# Anybody Deer Hunting?



## Fishindude (May 19, 2015)

Our archery season came in Oct 1st. Have been out a few times but unsuccessful thus far.

Looks like a nice cool weekend is forecast, so I intend to get some time on stand and hopefully put a little venison in the freezer.


----------



## Bret (Oct 3, 2003)

I have not been out. When I chore, I always look over my shoulder from the barnyard to see what may be coming out in the distant shadows. Good luck.


----------



## newfieannie (Dec 24, 2006)

my son got his a couple days ago. first day in because he has been doing work for me. can't wait to get a nice big pot of soup on. this was with the musketloader. I think he can only take one. maybe 2. not sure. regular gun season starts in nov. he'll be out again then. he has never hunted bear before but one of his friends got one and he tasted it last night and really liked it so I wouldn't be surprised if he got a license next year. ~Georgia


----------



## Roadking (Oct 8, 2009)

Youth starts this Thursday. Our boys will be out for their first time on Saturday.

Matt


----------



## simi-steading (Sep 27, 2012)

Tomorrow is the first day of gun season for land owners.. Anterless only.. 

It's a three day season.. I'm thinking about it, but I have a few issues.. 

My current freezer is full... I need to buy another, but it needs to go in my pole barn, and there is no electric in there now. Just waiting on the power company... 

Then there's the issue of I need some pig to mix with it, BUT, I don't have time, nor room to get a pig butchered and frozen either... 

I still might go out, but it's still kind of warm to let it hang at all... 

Sure does make something so simple as getting a deer so complicated.. DOH!


----------



## crash477 (May 27, 2015)

I bow hunt here in TN. Our archery season started September 26th. Got my first buck on October 2nd! I've been out a few more times since then but struck out. The rut starts soon and hopefully I'll get another!


----------



## simi-steading (Sep 27, 2012)

Got me one Friday.. Nothing to brag about, but I got meat in the new freezer now 

Also butchered 2 small pigs at the same time.. One we scraped and left one whole to roast for Thanksgiving dinner.

The other we ground up with about 25 pounds of the venison.. we put up about 40 pounds of ground meat, breakfast sausage, and link sausage... just had FANTASTIC burgers made from it tonight.. Also put up a couple roasts, and both back straps.. 

I also just finished up a pot of bone stock... Letting it cool... 

Been a busy weekend.. and all I did was step out on the porch and see a good 200 yard shot I couldn't refuse..

_Material shown_
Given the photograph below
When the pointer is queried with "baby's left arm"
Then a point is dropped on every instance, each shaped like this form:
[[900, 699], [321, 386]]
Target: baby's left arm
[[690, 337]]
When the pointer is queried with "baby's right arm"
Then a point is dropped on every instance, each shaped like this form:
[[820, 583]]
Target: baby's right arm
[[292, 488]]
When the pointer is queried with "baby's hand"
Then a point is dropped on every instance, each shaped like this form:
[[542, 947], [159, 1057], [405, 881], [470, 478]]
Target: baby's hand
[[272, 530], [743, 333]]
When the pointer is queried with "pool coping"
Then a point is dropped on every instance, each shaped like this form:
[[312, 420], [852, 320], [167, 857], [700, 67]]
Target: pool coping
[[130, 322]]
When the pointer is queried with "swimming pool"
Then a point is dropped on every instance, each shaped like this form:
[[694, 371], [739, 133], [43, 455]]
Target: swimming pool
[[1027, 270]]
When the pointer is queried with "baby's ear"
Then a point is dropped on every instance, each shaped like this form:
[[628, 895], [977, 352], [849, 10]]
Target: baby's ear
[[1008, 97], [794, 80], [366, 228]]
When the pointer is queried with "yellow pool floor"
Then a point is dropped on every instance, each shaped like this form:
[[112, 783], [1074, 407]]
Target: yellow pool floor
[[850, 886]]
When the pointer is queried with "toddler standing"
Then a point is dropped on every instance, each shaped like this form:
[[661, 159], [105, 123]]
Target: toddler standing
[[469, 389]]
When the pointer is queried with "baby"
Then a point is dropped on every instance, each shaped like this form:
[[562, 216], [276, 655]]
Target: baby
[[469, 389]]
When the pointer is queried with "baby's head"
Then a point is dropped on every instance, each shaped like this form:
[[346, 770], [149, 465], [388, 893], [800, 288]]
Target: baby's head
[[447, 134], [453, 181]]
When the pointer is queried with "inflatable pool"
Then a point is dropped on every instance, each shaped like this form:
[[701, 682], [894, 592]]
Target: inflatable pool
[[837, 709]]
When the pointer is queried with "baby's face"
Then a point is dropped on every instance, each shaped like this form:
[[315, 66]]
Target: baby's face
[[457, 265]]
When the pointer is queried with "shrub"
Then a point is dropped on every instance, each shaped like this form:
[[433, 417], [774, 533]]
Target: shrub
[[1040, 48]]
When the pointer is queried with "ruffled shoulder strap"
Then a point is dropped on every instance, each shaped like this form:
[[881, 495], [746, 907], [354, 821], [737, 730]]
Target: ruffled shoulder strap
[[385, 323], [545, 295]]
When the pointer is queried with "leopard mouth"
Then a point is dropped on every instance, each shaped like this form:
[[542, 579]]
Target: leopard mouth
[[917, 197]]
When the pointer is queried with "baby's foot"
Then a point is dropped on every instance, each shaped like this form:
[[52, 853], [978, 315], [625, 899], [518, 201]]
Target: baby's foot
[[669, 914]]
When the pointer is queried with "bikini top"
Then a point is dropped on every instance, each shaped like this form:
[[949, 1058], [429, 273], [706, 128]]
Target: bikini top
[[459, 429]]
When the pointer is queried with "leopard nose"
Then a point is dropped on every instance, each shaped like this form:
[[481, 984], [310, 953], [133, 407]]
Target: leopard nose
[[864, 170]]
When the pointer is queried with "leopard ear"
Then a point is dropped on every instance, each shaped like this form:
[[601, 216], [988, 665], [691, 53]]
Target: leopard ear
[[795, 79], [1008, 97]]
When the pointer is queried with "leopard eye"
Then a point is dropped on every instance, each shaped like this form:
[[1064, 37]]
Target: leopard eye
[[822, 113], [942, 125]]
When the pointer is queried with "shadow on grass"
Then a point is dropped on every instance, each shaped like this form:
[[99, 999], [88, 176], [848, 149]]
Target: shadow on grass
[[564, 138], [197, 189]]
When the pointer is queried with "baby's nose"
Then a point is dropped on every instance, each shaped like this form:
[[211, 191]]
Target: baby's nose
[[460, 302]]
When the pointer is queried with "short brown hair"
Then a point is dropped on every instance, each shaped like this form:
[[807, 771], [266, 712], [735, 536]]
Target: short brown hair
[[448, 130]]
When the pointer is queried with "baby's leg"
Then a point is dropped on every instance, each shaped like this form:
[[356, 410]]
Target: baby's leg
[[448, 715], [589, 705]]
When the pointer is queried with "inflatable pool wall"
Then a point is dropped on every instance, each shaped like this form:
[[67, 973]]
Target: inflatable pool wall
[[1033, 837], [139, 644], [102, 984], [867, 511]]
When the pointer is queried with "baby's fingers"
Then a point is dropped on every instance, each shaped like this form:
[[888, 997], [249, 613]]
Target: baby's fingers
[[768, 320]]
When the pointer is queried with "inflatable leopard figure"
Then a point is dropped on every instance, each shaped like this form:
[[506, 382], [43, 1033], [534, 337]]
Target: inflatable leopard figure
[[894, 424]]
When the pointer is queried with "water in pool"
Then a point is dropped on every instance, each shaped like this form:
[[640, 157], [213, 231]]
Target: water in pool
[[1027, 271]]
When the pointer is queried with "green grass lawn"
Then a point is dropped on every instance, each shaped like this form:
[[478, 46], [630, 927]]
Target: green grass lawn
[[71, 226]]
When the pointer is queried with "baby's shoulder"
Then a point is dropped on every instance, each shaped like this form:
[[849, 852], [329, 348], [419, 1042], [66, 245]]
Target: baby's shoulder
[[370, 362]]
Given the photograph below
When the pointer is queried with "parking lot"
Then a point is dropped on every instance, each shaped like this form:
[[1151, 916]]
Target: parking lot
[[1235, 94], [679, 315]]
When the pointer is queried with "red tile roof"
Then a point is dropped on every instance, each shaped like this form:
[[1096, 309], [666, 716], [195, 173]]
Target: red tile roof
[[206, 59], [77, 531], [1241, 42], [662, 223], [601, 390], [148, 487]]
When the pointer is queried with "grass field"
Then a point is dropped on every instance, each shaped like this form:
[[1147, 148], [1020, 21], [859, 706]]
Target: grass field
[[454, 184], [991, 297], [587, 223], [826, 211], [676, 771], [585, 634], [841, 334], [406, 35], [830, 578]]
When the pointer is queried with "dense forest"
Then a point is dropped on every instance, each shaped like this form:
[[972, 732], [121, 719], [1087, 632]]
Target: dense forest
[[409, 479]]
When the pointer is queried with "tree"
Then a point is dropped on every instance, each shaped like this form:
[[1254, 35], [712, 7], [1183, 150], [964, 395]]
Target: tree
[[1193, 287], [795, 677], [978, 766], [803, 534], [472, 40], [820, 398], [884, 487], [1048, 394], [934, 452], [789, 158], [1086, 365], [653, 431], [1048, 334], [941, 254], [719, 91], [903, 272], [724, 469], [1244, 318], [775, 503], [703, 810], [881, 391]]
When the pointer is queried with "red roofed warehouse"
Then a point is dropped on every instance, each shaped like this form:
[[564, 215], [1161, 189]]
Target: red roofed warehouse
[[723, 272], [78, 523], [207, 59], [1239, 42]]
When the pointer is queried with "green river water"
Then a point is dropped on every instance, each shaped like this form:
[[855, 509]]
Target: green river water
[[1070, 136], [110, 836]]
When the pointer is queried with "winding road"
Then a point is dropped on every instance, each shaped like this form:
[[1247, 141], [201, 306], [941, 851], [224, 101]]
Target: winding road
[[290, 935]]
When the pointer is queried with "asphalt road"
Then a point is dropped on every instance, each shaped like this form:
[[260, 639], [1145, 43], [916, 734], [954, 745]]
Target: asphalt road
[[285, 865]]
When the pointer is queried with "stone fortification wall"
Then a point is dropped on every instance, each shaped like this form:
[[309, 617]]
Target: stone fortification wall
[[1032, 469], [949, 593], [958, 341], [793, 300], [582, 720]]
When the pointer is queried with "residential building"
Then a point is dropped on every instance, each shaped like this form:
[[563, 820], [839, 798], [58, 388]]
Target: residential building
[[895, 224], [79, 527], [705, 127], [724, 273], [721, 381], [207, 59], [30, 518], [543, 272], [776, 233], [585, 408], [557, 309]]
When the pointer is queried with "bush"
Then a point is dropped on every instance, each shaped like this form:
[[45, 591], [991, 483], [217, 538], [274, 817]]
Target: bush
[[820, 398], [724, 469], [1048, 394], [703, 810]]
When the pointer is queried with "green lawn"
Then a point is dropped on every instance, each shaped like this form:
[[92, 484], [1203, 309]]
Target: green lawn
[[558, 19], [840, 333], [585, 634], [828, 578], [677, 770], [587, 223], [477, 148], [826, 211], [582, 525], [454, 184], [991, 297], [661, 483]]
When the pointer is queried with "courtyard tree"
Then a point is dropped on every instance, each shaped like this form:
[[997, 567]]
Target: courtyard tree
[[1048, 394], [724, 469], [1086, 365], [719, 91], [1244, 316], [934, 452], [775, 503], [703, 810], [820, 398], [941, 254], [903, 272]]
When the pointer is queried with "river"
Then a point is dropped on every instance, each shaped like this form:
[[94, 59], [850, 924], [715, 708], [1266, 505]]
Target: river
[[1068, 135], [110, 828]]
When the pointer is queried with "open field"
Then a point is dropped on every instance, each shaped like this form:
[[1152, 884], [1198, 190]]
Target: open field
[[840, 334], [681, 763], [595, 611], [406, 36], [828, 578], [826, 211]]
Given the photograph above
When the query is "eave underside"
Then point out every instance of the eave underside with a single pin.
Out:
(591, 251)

_Parts of the exercise_
(1) In the deer hunting thread, on what date did crash477's archery season in Tennessee start?
(2) Set down, word for word, the part of the deer hunting thread that begins at the words "my son got his" and stops after the words "time on Saturday.".
(3) Carry the deer hunting thread further from the point where it now ends.

_Expected results_
(1) September 26th.

(2)
my son got his a couple days ago. first day in because he has been doing work for me. can't wait to get a nice big pot of soup on. this was with the musketloader. I think he can only take one. maybe 2. not sure. regular gun season starts in nov. he'll be out again then. he has never hunted bear before but one of his friends got one and he tasted it last night and really liked it so I wouldn't be surprised if he got a license next year. ~Georgia


----------



## Roadking (Oct 8, 2009)

Youth starts this Thursday. Our boys will be out for their first time on Saturday.

(3)
Grocery shopping in the country sure isn't as easy as it is in the city... :umno:


----------



## Martlet (Apr 20, 2015)

I started archery season, but I just moved into this homestead and didn't know the area well. I set my stand, but their habits changed. Black Powder season starts next week, so I'll give it another shot then.


----------



## GREENCOUNTYPETE (Jul 25, 2006)

nothing durring youth season and about a month to go to opening day of gun deer I just have been to busy to archery hunt , but I was thinking of calling the sheriff as it gets a bit colder and see if I can get on the list , have a friend that is having hard financial times and I know she won't cut up her own but , I know she will take and appreciate a bunch of ground in bags frozen


----------



## brownegg (Jan 5, 2006)

Yep, bagged a nice 8 pointer that tipped the scale at 187 lbs....it was a tough 200 yard track job, with the shot being close and at a extreme angle. Looked like a heart shot, but went out through the bottom with the angle toward the back....nicked one lung, and nicked the liver on the corner....shoulda been a seen him drop.....waited till morning after watching him stand off 40 yards away flicking his tail and not laying down for a full hour....waiting til morning was the smart move....he was still warm at recovery....happy camper here!

brownegg


----------



## crash477 (May 27, 2015)

Nice reports!


----------



## RonM (Jan 6, 2008)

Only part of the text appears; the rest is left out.